Scan the data below and copy each line where "leash" occurs.
== Supplied material
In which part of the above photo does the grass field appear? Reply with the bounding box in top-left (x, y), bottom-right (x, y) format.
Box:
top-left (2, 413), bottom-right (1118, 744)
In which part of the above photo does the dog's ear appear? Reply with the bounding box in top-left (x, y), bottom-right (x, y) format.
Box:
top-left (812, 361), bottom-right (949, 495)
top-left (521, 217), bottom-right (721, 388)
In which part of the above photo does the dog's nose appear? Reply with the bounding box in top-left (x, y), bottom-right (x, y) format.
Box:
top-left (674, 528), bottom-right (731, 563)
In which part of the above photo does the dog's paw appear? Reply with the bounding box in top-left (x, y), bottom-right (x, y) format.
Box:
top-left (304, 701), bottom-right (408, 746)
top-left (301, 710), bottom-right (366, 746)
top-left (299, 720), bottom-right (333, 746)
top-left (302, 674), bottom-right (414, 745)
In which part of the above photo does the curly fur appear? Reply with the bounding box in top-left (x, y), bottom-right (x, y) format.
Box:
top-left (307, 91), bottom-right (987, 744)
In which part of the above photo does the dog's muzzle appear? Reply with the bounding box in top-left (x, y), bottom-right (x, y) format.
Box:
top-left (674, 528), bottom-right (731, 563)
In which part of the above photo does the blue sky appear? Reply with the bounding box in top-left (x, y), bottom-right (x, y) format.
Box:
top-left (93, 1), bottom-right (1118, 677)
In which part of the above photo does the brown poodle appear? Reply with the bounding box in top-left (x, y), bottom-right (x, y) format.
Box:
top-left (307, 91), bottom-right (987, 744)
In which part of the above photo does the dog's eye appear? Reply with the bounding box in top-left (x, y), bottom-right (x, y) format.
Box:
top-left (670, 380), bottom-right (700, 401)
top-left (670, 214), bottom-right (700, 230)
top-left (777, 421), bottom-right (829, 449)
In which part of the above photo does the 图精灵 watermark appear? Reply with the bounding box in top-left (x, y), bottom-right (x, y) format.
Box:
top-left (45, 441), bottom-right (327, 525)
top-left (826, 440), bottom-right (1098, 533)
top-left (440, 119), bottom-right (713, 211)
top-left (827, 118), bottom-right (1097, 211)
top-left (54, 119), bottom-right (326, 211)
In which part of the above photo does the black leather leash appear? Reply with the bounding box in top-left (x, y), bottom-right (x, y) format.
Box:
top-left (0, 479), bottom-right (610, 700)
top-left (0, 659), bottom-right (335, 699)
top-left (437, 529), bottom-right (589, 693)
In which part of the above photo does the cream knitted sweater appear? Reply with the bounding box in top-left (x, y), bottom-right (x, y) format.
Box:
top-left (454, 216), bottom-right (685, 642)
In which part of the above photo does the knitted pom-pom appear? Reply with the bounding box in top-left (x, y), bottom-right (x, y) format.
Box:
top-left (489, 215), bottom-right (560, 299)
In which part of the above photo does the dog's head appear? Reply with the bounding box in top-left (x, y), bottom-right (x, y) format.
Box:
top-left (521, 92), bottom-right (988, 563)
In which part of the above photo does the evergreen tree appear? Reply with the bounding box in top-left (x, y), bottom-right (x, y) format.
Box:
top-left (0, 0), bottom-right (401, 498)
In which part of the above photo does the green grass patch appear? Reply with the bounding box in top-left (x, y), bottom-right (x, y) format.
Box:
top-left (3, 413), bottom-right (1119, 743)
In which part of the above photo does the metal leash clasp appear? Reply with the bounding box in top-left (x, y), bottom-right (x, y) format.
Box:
====
• Output of the task:
In which part of the above photo does the black leather leash appear? Reply with the bounding box in top-left (x, y), bottom-right (x, y) format.
In which part of the above photo does the metal leash clasp appear? Reply with the bounding box in top-left (x, y), bottom-right (x, y) format.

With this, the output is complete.